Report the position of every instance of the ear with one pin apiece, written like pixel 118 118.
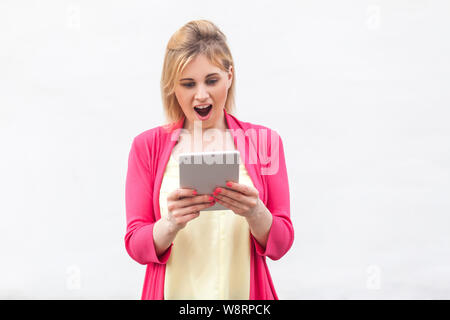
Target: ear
pixel 230 77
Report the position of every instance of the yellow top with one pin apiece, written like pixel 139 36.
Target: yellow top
pixel 210 257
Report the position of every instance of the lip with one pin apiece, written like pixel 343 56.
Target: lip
pixel 209 114
pixel 202 104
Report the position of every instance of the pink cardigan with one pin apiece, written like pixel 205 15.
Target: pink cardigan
pixel 147 161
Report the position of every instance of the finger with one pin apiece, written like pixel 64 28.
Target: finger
pixel 190 210
pixel 232 202
pixel 180 193
pixel 226 203
pixel 206 198
pixel 234 195
pixel 188 217
pixel 242 188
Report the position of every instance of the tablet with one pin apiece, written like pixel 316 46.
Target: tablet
pixel 204 171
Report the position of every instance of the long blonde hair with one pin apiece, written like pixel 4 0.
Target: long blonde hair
pixel 194 38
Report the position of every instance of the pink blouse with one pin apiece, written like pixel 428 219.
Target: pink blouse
pixel 262 153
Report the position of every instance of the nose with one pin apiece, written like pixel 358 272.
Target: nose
pixel 201 93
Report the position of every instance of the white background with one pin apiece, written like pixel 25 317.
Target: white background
pixel 358 90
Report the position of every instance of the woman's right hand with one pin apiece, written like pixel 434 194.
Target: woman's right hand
pixel 184 205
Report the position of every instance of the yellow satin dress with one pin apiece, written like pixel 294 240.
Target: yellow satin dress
pixel 210 256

● ● ● ● ●

▶ _WORK TO COMPLETE_
Except for the pictures, print the data above exactly.

▶ _EXERCISE SOLUTION_
Report the position of every instance of the ear with one pin apiece, written like pixel 118 118.
Target: ear
pixel 230 77
Report the position of every instance of the yellow top with one pin apiece, written like pixel 139 36.
Target: yellow top
pixel 210 257
Report the position of every instance of the lip with one pin apiece, written like pixel 343 56.
Target: lip
pixel 209 114
pixel 202 104
Report the position of every instance of the pink cardigan with one pin apiece, written like pixel 205 15.
Target: pink cardigan
pixel 147 161
Report the position of every instance of the finger with one pin apiece, written like pixel 64 28.
Target: finger
pixel 190 210
pixel 232 202
pixel 180 193
pixel 226 203
pixel 206 198
pixel 234 195
pixel 188 217
pixel 242 188
Report the position of every instance of the tablet with one pin apiece, written like pixel 316 46.
Target: tablet
pixel 204 171
Report the position of every instance of the long blonde hair with one pin apiece, written like pixel 4 0.
Target: long blonde hair
pixel 194 38
Report the position of every instance of the pink blouse with one pin apiece, written like pixel 428 219.
Target: pink blouse
pixel 262 153
Report the position of every instance of the nose with one pin apiece, written like pixel 358 272.
Target: nose
pixel 201 93
Report the position of every instance of the white background with one pin apiece, written like pixel 25 317.
Target: white background
pixel 358 90
Report the position of every instance of the woman's right hand with one pin apiece, written like pixel 434 194.
Target: woman's right hand
pixel 184 205
Report the position of every instance of the yellow satin dress with one pin apiece, written like pixel 294 240.
Target: yellow satin dress
pixel 210 256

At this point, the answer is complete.